«El Señor me llevó entre los leprosos»
Por Lázaro Iriarte, OFMCap
La conversión,
en sentido teológico, puede entenderse como el triunfo de la acción salvífica
de Dios, que logra la respuesta del hombre en un grado tal de disponibilidad
que éste experimenta «el arrancarse del pecado y ser introducido en el misterio
del amor del Creador, de quien se siente llamado a iniciar una comunicación con
Él en Cristo. El nuevo convertido, en efecto, por la acción de la gracia
divina, emprende un camino espiritual por el que, participando ya por la fe del
misterio de la muerte y de la resurrección, pasa del hombre viejo al nuevo
hombre perfecto en Cristo» (Vaticano II: Ad gentes 13).
Francisco
tuvo conciencia clara de este cambio total de postura que se produjo en su vida
por obra de la gracia. Quedaba atrás un pasado de pecados -no importa
cuántos ni cuales- y daba comienzo una vida nueva, iluminada plenamente por el
misterio del amor del Padre celestial y por la presencia de Cristo en su
camino. Esa experiencia, reflejada un poco en todos sus escritos, hállase
plasmada en términos inequívocos al comienzo del Testamento:
El Señor me
dio de esta manera a mí, hermano Francisco, el comenzar a hacer penitencia:
porque, como estaba en pecados, me parecía extremadamente amargo ver a los
leprosos. Y el Señor mismo me condujo entre ellos, y practiqué la misericordia
con ellos. Y al apartarme de los mismos, aquello que me parecía amargo, se me
convirtió en dulzura del alma y del cuerpo; y después me detuve un poco, y salí
del siglo (Test 1-3).

Listado
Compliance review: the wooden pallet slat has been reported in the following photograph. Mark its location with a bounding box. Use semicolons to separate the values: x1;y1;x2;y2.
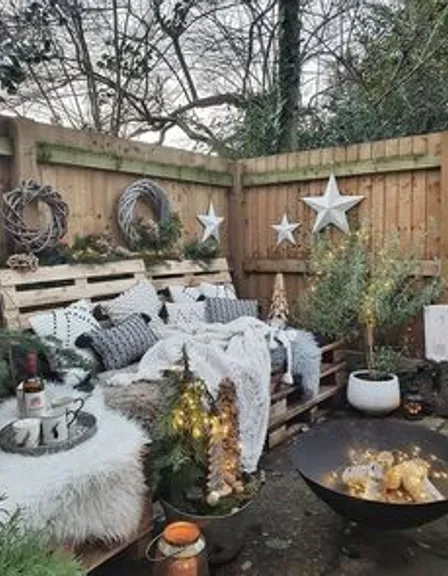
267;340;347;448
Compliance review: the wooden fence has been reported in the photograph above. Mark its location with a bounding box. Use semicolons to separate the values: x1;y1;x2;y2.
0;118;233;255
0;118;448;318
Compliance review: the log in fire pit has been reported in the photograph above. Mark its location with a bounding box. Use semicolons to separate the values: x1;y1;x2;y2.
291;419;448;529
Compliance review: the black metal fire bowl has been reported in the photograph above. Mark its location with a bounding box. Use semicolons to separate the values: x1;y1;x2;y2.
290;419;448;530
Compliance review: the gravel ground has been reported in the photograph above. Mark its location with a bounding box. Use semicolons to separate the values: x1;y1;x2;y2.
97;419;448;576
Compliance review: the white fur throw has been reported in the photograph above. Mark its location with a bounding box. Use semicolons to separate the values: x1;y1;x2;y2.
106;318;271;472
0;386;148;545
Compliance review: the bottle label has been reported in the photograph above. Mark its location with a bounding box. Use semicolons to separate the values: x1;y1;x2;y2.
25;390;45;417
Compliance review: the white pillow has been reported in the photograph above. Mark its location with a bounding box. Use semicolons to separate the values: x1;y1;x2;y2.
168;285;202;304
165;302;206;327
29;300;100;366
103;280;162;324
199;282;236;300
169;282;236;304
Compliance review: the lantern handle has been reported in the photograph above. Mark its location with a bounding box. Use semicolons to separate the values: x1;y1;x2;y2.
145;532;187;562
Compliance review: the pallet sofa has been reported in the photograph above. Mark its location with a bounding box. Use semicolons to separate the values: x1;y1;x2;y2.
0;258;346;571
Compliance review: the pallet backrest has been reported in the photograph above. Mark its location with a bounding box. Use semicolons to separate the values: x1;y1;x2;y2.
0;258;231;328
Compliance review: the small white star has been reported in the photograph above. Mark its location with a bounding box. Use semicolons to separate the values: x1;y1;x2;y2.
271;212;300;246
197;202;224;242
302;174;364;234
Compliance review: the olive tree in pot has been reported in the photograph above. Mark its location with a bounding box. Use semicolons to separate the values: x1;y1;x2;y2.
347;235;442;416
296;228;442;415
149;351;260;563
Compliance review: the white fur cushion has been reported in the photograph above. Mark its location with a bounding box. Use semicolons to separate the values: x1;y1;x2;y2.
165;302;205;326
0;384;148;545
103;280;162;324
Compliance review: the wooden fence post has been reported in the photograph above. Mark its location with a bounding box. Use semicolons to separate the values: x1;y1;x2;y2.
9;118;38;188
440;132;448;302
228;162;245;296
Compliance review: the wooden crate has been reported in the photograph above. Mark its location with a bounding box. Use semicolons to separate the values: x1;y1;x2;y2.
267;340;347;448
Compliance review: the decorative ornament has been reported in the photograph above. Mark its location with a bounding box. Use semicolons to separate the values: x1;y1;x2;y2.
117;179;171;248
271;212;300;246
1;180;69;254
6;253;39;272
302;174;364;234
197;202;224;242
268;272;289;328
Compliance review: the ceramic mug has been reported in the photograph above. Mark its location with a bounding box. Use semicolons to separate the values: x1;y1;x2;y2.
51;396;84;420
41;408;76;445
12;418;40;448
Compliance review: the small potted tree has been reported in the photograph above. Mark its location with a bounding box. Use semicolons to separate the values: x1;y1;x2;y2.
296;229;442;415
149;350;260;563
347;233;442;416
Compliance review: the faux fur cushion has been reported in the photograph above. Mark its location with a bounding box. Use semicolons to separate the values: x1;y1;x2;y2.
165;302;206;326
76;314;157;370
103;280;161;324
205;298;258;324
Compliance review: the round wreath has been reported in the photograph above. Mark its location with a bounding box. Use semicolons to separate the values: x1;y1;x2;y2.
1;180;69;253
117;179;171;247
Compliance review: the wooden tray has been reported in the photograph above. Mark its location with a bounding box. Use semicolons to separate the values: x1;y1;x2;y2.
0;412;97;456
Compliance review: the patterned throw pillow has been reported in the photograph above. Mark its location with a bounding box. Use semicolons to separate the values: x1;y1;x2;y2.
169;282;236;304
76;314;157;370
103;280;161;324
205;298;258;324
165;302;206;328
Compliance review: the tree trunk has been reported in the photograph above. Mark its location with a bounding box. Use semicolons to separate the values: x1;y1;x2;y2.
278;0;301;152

Instrucciones
1. Según el pasaje sobre la conversión de Francisco, ¿qué le parecía extremadamente amargo mientras estaba en pecados?
2. Reproduce sin cambios las líneas de los registros desde la que contiene "Compliance review: the pallet sofa" hasta la que contiene "12;418;40;448", ambas incluidas.

Soluciones en orden
1. Ver a los leprosos.

2.
Compliance review: the pallet sofa has been reported in the photograph above. Mark its location with a bounding box. Use semicolons to separate the values: x1;y1;x2;y2.
0;258;346;571
Compliance review: the pallet backrest has been reported in the photograph above. Mark its location with a bounding box. Use semicolons to separate the values: x1;y1;x2;y2.
0;258;231;328
Compliance review: the small white star has been reported in the photograph above. Mark its location with a bounding box. Use semicolons to separate the values: x1;y1;x2;y2.
271;212;300;246
197;202;224;242
302;174;364;234
Compliance review: the olive tree in pot has been reported in the photograph above. Mark its location with a bounding box. Use semicolons to separate the values: x1;y1;x2;y2.
347;235;442;416
296;228;442;415
149;351;260;563
Compliance review: the white fur cushion has been reported in the photograph above. Mark its location with a bounding box. Use semicolons to separate the values: x1;y1;x2;y2.
165;302;205;326
0;384;148;545
103;280;162;324
Compliance review: the wooden fence post has been reported in the photograph above. Mark its location with a bounding box. Use semicolons to separate the values: x1;y1;x2;y2.
9;118;38;188
440;132;448;302
228;162;245;296
Compliance review: the wooden crate has been reported in the photograph above. Mark its location with a bounding box. Use semicolons to separate the values: x1;y1;x2;y2.
267;340;347;448
Compliance review: the decorative ornament has been reported in the photograph above. Mark its location with a bounding box. Use semicolons to separate the values: x1;y1;x2;y2.
117;179;171;248
271;212;300;246
1;180;69;254
6;253;39;272
302;174;364;234
197;202;224;242
268;272;289;328
Compliance review: the ceramic mug has been reported in the photograph above. Mark its location with a bounding box. Use semicolons to separate the values: x1;y1;x2;y2.
51;396;84;420
41;408;76;445
12;418;40;448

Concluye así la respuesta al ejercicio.